[PAGE TEXT]
* * * * * * * * *

Oral arguments in Cope vs. Kansas State Board of Education
I do not know whether Cope will turn out to be the mouse that roared or the Energizer bunny – or maybe Don Quixote – but the Tenth Circuit Court of Appeals heard oral arguments the other day in Cope’s appeal of a ruling in favor of the Kansas State Board of Education. I am inclined toward the Energizer bunny, but the Appeals Court rejected Cope’s attempt to file a surreply, which I gather is sort of a reply to a rejoinder to a response and is generally prohibited. At any rate, the lawsuit against the Kansas State Board of Education (hereinafter, as your lawyer might say, Kansas) was dismissed in December of last year.
PT first reported on Cope here; you may learn more about them here. According to Charity Navigator, their annual income is less than $50,000 per year, so they do not have to file Form 990 with the IRS. Americans United for the Separation of Church and State quoted Steven Case, director of the science center at the University of Kansas, to the effect that their lawsuit was “about as frivolous as lawsuits get.” Evidently, the Judge, Daniel D. Crabtree, agreed; he dismissed the case in large part because the plaintiffs (Cope and a number of others including parents of children in Kansas schools) lacked standing. You may find the documents in the case here.

* * * * * * * * *

[DATASET CONTENT]
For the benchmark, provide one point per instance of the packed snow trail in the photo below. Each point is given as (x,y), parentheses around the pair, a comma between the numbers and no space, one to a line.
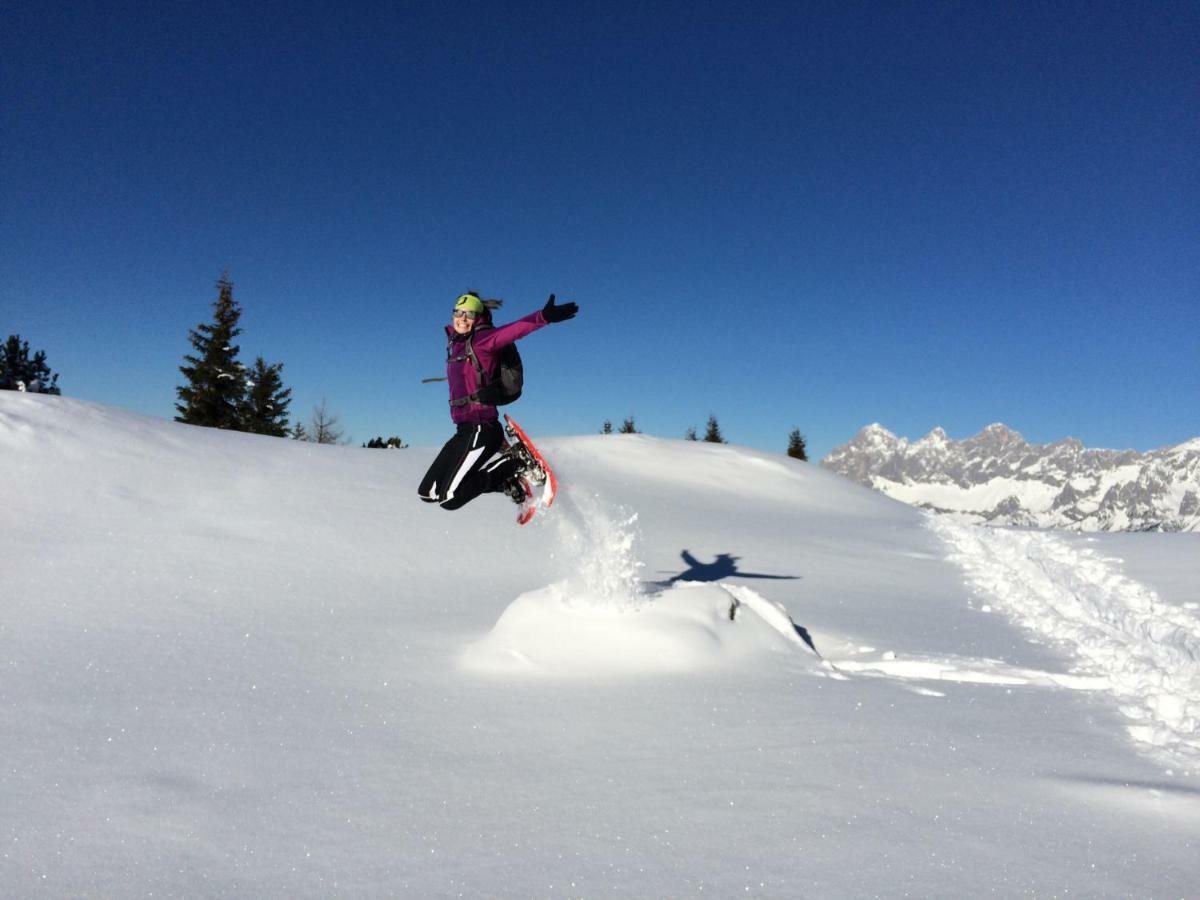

* * * * * * * * *

[EXERCISE] Reproduce the full text on the oral arguments in Cope vs. Kansas State Board of Education, word for word.

[ANSWER TO THIS TASK]
Oral arguments in Cope vs. Kansas State Board of Education
I do not know whether Cope will turn out to be the mouse that roared or the Energizer bunny – or maybe Don Quixote – but the Tenth Circuit Court of Appeals heard oral arguments the other day in Cope’s appeal of a ruling in favor of the Kansas State Board of Education. I am inclined toward the Energizer bunny, but the Appeals Court rejected Cope’s attempt to file a surreply, which I gather is sort of a reply to a rejoinder to a response and is generally prohibited. At any rate, the lawsuit against the Kansas State Board of Education (hereinafter, as your lawyer might say, Kansas) was dismissed in December of last year.
PT first reported on Cope here; you may learn more about them here. According to Charity Navigator, their annual income is less than $50,000 per year, so they do not have to file Form 990 with the IRS. Americans United for the Separation of Church and State quoted Steven Case, director of the science center at the University of Kansas, to the effect that their lawsuit was “about as frivolous as lawsuits get.” Evidently, the Judge, Daniel D. Crabtree, agreed; he dismissed the case in large part because the plaintiffs (Cope and a number of others including parents of children in Kansas schools) lacked standing. You may find the documents in the case here.